## TEXT SEGMENT
═══

In Re Disciplinary Action Against Getty

Annotate this Case

518 N.W.2d 18 (1994)

In re Petition for DISCIPLINARY ACTION AGAINST Paris DonRay GETTY, an Attorney at Law of the State of Minnesota.

No. C8-85-2372.

Supreme Court of Minnesota.

June 24, 1994.

Marcia A. Johnson, Director, Lawyers Professional Responsibility Bd., Timothy M. Burke, Martin A. Cole, Asst. Directors, St. Paul, for appellant.

Douglas W. Thomson, St. Paul, for respondent.

Heard, considered, and decided by the court en banc.



Following a 2-day hearing, Judge Bruce W. Christopherson, referee, found that respondent Paris DonRay Getty had committed multiple acts of professional misconduct. Respondent has a history of misconduct; this court has disciplined him twice. The referee recommended disbarment or, in the alternative, indefinite suspension. Because respondent ordered a transcript, the referee's findings and conclusions are subject to review. Respondent's misconduct, as found by the referee, includes the following:

Trout Matter

Russell Trout paid respondent $2,200 to represent him in a property dispute in Wisconsin, where respondent is not licensed to practice. In November 1990, opposing counsel took Trout's deposition, but objected to respondent's appearing without being accompanied by a Wisconsin attorney. Respondent stated that he was associated with Wisconsin counsel, but the referee found this was not true.

═══

## SUPPLIED ENTRIES
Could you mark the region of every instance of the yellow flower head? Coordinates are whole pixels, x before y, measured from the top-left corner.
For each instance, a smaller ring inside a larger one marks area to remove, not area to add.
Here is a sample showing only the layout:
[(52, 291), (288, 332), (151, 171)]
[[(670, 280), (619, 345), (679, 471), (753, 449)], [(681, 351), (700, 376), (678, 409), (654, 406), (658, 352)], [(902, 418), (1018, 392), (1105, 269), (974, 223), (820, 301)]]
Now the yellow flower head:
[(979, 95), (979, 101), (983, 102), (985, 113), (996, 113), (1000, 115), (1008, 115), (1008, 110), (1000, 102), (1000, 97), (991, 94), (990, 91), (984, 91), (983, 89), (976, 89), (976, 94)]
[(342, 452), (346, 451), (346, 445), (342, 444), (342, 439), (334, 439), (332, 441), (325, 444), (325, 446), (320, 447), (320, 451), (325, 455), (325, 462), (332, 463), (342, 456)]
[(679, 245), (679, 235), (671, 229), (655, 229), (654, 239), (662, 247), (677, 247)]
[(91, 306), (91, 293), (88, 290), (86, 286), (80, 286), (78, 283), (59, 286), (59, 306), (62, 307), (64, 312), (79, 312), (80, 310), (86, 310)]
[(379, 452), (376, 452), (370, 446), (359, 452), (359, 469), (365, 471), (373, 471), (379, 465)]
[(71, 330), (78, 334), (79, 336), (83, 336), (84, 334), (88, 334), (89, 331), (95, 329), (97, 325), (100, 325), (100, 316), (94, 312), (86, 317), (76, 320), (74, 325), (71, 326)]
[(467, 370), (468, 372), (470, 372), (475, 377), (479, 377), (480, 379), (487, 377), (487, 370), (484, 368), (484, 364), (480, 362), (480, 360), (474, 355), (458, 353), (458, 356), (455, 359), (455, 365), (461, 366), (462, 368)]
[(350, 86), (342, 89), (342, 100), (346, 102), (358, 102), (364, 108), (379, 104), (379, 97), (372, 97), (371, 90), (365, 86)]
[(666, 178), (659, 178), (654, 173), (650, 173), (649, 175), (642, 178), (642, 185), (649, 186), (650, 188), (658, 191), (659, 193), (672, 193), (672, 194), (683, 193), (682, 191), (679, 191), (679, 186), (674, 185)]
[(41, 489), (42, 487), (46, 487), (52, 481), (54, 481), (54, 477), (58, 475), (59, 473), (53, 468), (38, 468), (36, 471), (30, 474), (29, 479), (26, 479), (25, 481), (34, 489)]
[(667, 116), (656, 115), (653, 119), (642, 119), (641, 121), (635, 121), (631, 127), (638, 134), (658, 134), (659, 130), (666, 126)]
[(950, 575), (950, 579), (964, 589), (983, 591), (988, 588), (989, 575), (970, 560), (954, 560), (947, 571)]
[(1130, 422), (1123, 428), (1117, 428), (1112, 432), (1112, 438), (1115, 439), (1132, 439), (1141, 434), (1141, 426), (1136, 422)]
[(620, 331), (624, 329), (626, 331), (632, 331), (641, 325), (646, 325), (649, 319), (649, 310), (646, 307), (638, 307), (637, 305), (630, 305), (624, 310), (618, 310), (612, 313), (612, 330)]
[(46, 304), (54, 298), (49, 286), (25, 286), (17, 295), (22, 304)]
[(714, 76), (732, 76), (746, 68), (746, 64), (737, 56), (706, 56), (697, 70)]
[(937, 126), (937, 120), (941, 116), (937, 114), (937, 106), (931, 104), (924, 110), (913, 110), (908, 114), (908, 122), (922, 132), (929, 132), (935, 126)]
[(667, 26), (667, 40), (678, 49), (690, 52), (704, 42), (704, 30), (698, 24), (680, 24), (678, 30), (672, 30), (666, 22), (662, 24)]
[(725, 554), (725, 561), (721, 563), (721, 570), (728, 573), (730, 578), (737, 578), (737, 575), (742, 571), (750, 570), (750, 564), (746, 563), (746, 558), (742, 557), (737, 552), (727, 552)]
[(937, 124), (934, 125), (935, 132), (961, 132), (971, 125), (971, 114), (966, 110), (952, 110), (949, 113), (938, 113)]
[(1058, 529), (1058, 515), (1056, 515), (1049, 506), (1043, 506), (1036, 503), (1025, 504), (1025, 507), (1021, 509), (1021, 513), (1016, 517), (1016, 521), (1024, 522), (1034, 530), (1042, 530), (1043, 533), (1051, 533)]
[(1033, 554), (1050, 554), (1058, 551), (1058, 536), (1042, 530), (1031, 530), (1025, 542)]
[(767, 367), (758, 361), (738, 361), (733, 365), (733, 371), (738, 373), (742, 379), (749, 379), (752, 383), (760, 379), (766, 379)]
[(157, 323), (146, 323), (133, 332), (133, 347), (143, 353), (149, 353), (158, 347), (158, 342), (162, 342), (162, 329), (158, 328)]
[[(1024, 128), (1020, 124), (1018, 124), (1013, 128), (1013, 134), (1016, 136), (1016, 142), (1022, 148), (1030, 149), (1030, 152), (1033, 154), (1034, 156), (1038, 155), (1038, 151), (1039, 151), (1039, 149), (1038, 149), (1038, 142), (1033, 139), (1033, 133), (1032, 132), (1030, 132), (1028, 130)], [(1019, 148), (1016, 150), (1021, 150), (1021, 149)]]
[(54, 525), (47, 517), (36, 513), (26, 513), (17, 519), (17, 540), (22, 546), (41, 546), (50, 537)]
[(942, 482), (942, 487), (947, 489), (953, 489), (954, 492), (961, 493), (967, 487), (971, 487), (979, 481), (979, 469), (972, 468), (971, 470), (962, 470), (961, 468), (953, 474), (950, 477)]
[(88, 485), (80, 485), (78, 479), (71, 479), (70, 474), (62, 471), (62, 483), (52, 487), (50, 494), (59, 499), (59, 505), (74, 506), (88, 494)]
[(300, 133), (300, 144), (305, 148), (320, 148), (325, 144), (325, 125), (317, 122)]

═══

## STATED EXERCISE
In the court opinion, how much did Russell Trout pay respondent to represent him in the Wisconsin property dispute? The records that come after the court opinion are unrelated material.

## ANSWER BELOW
$2,200